## Problem statement
Reproduce the records below verbatim, from their first line up to and including the line with "[213,149,284,168]".

## Exercise inputs
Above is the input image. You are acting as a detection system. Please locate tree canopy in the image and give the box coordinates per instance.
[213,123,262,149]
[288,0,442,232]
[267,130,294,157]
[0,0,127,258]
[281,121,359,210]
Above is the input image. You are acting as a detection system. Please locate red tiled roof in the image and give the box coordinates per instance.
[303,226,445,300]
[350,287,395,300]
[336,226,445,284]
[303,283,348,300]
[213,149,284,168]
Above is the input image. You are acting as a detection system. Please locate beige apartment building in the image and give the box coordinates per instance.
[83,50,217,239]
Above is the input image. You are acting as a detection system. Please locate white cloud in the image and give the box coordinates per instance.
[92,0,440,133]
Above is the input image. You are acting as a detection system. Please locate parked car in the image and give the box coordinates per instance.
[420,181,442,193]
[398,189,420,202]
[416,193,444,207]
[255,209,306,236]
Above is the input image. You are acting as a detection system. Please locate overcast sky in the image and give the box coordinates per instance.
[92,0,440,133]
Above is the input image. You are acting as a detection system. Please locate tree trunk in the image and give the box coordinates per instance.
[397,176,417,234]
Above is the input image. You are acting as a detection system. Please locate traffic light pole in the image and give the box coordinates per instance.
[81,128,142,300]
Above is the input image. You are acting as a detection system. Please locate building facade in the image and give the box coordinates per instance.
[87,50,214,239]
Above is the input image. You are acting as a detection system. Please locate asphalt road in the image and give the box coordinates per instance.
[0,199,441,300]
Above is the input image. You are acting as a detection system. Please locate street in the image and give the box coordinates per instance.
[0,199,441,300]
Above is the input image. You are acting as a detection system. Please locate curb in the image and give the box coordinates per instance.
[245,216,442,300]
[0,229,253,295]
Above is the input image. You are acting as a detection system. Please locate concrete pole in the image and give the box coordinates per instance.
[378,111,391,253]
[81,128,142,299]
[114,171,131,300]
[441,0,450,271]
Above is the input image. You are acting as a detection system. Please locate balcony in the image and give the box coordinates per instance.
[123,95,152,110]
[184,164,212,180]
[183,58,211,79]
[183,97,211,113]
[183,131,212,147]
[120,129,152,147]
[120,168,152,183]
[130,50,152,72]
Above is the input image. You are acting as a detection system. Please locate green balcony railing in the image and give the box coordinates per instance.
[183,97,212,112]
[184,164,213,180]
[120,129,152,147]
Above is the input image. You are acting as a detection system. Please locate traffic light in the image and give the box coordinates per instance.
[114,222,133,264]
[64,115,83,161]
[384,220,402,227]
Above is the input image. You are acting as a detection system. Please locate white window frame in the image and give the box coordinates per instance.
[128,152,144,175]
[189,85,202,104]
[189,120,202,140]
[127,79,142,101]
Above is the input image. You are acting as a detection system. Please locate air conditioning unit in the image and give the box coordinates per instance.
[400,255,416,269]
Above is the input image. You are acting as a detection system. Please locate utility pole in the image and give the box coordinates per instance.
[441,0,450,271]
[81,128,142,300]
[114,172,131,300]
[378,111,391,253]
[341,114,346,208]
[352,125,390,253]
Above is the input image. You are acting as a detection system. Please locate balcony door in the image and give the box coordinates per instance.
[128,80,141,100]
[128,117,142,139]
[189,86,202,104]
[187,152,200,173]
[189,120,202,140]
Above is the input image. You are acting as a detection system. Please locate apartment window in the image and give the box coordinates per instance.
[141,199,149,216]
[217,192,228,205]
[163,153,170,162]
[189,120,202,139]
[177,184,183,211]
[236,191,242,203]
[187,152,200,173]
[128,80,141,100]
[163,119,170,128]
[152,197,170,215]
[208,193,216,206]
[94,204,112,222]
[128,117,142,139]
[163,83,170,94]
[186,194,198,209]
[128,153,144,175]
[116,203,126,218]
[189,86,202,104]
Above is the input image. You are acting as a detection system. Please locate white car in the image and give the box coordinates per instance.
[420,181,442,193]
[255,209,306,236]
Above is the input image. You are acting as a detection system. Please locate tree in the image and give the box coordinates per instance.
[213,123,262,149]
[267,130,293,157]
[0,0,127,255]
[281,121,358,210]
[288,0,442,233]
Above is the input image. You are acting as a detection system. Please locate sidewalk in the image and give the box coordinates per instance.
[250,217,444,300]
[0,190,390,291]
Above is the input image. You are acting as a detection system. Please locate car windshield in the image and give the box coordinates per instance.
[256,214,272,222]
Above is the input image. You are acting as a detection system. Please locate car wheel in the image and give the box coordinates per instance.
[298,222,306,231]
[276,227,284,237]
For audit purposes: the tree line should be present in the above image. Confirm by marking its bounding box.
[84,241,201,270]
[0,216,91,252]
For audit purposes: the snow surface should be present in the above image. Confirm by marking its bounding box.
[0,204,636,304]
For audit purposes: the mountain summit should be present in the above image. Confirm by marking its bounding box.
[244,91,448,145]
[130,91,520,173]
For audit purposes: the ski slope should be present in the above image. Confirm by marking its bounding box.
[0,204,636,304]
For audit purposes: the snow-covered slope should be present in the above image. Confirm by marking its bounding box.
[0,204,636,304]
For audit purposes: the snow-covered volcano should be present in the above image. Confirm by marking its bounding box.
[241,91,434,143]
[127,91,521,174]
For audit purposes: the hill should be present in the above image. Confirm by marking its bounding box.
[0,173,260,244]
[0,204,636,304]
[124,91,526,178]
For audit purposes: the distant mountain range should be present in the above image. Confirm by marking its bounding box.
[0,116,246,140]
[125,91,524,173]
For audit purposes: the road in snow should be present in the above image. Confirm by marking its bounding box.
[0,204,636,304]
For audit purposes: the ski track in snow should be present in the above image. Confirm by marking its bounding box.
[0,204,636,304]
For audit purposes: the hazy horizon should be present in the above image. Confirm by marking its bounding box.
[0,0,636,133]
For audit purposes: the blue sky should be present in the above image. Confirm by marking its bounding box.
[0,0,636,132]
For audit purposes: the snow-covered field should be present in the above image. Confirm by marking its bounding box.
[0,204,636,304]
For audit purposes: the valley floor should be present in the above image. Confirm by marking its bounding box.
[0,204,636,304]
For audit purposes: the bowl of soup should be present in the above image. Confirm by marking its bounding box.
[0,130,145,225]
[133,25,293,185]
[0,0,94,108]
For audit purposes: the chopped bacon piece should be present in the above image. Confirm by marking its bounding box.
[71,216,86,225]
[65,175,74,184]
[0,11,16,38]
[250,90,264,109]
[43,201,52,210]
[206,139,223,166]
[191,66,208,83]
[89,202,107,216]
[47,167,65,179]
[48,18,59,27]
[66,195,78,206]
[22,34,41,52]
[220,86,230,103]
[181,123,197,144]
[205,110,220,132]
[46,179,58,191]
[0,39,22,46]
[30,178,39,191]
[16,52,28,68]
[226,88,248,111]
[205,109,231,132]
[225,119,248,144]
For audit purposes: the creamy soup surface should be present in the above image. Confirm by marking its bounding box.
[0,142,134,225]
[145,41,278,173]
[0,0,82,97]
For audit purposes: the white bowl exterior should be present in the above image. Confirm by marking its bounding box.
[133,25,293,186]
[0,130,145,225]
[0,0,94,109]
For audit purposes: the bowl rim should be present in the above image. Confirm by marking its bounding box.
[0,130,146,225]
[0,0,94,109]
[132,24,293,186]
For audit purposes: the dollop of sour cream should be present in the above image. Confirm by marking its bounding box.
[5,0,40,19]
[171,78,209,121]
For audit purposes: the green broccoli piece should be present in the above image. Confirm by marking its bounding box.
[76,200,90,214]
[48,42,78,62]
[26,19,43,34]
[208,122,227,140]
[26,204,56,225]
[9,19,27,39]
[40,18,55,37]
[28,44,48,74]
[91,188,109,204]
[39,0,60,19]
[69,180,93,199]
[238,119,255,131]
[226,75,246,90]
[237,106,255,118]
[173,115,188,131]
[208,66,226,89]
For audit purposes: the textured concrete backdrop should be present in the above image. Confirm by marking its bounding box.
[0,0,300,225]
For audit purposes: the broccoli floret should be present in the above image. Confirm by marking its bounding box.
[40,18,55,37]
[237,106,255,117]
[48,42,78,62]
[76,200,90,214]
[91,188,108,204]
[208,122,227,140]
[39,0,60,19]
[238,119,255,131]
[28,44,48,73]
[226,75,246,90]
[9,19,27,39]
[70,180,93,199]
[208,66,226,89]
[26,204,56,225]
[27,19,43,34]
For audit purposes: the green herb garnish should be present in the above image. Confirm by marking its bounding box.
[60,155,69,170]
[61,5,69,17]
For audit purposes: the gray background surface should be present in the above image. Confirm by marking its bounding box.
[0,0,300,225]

## Final result
Above is the input image. You are acting as a detection system. Please locate tree canopy in the image and give the box coordinates per instance.
[213,123,262,149]
[288,0,442,232]
[267,130,294,157]
[0,0,127,258]
[281,121,359,210]
Above is the input image. You are acting as a detection system. Please locate red tiled roof in the image and give the box coordinates per instance.
[303,226,445,300]
[350,287,395,300]
[336,226,445,284]
[303,283,348,300]
[213,149,284,168]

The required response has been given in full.